* Stored data:
#####

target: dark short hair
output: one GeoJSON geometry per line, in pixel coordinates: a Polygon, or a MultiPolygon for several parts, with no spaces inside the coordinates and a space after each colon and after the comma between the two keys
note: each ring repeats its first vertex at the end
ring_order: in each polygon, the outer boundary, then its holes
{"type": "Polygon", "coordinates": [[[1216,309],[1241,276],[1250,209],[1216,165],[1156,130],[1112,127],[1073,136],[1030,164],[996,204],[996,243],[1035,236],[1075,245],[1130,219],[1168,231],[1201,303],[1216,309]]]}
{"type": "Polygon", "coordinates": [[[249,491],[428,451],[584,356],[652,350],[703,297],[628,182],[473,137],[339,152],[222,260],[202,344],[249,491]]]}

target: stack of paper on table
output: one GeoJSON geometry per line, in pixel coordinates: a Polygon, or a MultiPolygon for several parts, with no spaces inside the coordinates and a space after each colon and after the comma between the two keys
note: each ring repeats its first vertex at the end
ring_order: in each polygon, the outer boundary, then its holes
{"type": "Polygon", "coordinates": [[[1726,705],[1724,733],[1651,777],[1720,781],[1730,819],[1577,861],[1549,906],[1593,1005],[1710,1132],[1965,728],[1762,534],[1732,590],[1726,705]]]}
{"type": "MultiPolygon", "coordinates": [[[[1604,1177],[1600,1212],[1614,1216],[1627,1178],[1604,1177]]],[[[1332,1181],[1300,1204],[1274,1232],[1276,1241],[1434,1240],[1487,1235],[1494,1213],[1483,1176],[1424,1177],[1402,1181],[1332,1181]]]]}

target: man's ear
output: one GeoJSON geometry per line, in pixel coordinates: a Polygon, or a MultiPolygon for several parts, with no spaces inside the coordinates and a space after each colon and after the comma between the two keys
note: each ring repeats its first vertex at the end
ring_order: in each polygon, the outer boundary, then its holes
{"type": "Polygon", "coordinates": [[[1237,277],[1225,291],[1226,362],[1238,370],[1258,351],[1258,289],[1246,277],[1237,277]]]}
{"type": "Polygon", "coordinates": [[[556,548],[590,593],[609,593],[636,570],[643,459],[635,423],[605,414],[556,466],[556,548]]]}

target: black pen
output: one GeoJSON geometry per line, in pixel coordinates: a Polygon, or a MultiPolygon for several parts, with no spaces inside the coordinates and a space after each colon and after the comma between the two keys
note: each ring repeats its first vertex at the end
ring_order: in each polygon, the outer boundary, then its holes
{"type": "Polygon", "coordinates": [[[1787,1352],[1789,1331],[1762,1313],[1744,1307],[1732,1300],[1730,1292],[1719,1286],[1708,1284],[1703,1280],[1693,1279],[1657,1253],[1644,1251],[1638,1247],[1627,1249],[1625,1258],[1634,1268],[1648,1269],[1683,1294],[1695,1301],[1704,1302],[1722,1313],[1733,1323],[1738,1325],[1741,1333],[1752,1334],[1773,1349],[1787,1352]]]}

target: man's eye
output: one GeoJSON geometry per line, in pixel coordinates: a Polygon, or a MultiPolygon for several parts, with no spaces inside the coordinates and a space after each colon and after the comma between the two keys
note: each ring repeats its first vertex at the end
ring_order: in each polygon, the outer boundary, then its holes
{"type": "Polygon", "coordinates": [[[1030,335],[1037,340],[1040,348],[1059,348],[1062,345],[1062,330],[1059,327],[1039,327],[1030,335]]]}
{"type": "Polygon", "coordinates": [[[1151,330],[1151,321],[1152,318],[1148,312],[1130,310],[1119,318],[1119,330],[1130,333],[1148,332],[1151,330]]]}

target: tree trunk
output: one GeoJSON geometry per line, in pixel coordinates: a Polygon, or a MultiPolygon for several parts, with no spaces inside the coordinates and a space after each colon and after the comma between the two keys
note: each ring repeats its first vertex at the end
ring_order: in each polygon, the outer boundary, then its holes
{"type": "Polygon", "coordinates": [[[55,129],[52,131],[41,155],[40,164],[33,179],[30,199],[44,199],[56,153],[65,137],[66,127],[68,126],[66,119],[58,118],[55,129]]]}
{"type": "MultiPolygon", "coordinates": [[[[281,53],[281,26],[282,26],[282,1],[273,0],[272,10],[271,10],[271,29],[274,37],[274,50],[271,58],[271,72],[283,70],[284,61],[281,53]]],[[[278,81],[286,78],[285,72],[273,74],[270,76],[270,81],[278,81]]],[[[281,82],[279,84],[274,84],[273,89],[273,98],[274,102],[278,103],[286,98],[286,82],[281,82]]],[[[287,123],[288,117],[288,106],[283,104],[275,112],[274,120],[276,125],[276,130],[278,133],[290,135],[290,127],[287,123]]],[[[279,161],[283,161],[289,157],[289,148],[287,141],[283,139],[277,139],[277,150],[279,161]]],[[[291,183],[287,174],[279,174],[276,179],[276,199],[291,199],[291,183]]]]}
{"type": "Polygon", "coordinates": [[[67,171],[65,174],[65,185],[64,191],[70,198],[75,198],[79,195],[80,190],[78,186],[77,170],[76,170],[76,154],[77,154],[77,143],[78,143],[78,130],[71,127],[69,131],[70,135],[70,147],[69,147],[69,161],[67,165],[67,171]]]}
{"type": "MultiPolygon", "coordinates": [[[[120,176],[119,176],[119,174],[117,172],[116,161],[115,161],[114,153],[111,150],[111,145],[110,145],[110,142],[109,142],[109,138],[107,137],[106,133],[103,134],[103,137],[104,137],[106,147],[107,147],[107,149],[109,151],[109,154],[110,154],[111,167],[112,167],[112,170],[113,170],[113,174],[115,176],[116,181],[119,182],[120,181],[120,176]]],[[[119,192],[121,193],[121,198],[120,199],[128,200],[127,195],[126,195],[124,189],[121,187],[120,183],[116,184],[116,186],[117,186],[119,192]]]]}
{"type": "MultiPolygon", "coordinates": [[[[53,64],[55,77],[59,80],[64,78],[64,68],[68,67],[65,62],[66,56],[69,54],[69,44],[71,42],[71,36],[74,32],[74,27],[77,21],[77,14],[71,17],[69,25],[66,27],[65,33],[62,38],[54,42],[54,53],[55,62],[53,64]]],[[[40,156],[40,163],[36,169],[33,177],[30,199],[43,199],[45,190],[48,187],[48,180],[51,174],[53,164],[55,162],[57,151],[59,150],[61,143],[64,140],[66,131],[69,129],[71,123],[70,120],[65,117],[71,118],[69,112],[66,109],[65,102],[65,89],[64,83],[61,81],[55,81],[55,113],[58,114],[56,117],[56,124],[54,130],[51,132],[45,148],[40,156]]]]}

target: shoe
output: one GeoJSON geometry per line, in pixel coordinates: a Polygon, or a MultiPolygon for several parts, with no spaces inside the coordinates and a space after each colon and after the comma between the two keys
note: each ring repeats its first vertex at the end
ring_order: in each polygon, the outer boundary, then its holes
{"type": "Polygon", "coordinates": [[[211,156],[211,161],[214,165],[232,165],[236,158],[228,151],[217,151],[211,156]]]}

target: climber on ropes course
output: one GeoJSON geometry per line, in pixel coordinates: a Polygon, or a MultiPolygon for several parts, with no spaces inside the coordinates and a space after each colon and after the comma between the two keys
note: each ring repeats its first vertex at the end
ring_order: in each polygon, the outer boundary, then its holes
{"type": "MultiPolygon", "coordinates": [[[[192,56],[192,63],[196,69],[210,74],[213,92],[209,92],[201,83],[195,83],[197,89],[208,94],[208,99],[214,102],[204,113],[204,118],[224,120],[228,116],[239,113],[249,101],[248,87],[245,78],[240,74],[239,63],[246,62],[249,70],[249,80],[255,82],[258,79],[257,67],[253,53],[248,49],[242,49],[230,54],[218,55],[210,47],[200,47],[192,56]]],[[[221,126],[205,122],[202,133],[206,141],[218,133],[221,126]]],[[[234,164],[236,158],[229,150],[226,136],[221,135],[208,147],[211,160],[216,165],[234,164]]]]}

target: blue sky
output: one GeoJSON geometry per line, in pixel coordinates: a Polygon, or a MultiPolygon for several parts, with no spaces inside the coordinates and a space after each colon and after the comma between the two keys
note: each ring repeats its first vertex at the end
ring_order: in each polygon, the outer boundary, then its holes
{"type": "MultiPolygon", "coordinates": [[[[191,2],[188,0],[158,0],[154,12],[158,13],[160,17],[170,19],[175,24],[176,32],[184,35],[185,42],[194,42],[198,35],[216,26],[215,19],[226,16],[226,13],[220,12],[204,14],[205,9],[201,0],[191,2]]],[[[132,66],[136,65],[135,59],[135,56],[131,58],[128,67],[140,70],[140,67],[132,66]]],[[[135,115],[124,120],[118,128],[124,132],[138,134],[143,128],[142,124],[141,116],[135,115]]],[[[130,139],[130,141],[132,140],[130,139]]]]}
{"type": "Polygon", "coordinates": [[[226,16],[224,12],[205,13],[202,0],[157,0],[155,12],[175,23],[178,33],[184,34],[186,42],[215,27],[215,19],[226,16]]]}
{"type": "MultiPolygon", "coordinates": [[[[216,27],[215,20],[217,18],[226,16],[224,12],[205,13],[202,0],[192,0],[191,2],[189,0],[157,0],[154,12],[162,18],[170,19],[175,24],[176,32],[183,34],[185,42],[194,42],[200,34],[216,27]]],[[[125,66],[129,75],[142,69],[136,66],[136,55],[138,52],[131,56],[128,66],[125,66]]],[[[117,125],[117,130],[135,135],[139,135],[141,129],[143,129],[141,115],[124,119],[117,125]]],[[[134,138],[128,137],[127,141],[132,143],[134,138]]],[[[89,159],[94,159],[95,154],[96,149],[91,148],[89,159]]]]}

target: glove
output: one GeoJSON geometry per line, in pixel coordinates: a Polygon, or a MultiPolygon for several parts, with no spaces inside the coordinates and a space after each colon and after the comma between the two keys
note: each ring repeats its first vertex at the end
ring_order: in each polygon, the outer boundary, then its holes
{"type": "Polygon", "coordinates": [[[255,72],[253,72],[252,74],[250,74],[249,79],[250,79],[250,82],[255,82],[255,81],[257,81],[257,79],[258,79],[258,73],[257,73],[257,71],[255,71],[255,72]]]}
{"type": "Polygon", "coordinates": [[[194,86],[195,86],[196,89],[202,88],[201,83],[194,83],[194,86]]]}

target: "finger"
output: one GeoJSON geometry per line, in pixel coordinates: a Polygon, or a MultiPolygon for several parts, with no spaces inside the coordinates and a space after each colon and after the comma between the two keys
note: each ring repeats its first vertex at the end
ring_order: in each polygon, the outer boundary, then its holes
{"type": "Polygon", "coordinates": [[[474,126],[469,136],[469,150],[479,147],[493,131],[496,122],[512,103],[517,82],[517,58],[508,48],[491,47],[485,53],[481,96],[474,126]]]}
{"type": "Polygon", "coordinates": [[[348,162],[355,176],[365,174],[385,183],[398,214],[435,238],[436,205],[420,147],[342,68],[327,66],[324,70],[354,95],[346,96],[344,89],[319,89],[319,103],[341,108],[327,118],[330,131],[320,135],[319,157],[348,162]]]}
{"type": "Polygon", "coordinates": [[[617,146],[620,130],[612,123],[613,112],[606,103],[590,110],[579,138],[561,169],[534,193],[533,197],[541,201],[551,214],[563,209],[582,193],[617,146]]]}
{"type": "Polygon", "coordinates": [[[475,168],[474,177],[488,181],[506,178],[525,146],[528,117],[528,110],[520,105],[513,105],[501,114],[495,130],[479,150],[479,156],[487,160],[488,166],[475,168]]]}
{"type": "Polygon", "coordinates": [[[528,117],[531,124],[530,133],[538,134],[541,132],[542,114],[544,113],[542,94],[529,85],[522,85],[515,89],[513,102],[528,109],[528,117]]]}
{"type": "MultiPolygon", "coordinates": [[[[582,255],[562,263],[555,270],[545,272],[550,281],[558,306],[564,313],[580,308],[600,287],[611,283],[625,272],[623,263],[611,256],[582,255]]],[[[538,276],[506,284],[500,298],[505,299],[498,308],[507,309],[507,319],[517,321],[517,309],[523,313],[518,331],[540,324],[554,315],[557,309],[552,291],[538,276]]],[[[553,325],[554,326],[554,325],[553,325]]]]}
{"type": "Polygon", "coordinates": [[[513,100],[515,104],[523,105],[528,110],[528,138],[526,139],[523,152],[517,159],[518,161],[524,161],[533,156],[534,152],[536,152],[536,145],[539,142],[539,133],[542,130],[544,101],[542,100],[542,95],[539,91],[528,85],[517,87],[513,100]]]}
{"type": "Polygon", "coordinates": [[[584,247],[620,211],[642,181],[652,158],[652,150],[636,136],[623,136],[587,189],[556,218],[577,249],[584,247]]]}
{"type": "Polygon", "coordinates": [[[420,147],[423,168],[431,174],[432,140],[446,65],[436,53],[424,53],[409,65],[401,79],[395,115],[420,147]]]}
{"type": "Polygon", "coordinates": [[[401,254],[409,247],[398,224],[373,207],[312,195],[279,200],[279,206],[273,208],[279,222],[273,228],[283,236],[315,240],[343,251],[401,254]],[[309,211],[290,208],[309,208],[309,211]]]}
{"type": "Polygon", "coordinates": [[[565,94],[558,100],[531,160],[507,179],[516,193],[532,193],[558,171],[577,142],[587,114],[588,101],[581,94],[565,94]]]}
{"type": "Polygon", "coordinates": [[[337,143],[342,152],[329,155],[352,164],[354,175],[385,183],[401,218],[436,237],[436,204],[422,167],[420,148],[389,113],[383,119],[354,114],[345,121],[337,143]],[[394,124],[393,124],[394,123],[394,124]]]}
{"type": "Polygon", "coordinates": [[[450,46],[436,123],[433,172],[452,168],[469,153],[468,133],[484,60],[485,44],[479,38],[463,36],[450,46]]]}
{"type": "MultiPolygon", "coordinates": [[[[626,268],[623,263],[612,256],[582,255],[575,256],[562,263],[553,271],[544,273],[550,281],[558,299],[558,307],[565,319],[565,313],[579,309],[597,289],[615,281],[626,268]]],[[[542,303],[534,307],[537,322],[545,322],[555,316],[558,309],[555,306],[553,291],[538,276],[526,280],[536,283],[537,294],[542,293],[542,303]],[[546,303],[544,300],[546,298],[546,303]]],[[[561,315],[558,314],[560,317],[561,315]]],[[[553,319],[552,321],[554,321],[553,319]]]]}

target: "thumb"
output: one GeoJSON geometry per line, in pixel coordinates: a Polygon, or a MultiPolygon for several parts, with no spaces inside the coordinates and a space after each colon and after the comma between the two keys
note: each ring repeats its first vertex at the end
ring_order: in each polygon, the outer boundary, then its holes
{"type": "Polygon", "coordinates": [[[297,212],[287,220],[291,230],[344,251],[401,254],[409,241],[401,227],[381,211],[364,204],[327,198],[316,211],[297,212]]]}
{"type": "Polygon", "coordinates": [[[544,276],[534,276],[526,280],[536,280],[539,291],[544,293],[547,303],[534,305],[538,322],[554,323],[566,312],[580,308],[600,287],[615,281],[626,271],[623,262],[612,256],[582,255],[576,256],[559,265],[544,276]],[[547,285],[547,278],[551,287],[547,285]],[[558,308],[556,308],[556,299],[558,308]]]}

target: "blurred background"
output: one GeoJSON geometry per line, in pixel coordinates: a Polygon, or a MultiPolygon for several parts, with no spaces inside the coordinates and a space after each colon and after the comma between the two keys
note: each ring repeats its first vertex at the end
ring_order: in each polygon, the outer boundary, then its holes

#####

* Exercise: Transcribe the entries above word for word, from the first line through the line containing "target: black pen", and nothing else.

* The answer:
target: dark short hair
output: one GeoJSON geometry per line, in pixel coordinates: a Polygon, or a MultiPolygon for several parts, with no spaces inside the coordinates and a space after each colon and after the comma between the two keys
note: each ring repeats its first vertex at the end
ring_order: in each polygon, the outer boundary, then its holes
{"type": "Polygon", "coordinates": [[[1216,309],[1241,276],[1250,209],[1216,165],[1156,130],[1112,127],[1073,136],[1030,164],[996,204],[996,243],[1035,236],[1075,245],[1130,219],[1168,231],[1201,303],[1216,309]]]}
{"type": "Polygon", "coordinates": [[[249,491],[428,451],[584,356],[652,350],[703,297],[628,182],[473,137],[339,152],[222,260],[202,344],[249,491]]]}

target: stack of paper on table
output: one GeoJSON geometry per line, in pixel coordinates: a Polygon, or a MultiPolygon for several parts, with no spaces inside the coordinates and a space after each colon and after the comma between the two keys
note: each ring repeats its first vertex at the end
ring_order: in each polygon, the outer boundary, then its holes
{"type": "Polygon", "coordinates": [[[1726,705],[1724,733],[1651,777],[1720,781],[1730,819],[1577,861],[1549,906],[1593,1005],[1710,1132],[1965,728],[1762,534],[1732,590],[1726,705]]]}
{"type": "MultiPolygon", "coordinates": [[[[1604,1177],[1600,1212],[1614,1216],[1627,1178],[1604,1177]]],[[[1332,1181],[1300,1204],[1274,1232],[1276,1241],[1434,1240],[1487,1235],[1494,1213],[1483,1176],[1424,1177],[1402,1181],[1332,1181]]]]}

target: man's ear
output: one GeoJSON geometry per line, in pixel coordinates: a Polygon, or a MultiPolygon for several parts, with no spaces inside the coordinates and a space after each colon and after the comma between the two keys
note: each ring repeats its first vertex at the end
ring_order: in each polygon, the outer boundary, then its holes
{"type": "Polygon", "coordinates": [[[1237,277],[1225,291],[1226,362],[1238,370],[1258,351],[1258,289],[1246,277],[1237,277]]]}
{"type": "Polygon", "coordinates": [[[556,548],[590,593],[609,593],[636,570],[643,459],[635,423],[605,414],[556,466],[556,548]]]}

target: black pen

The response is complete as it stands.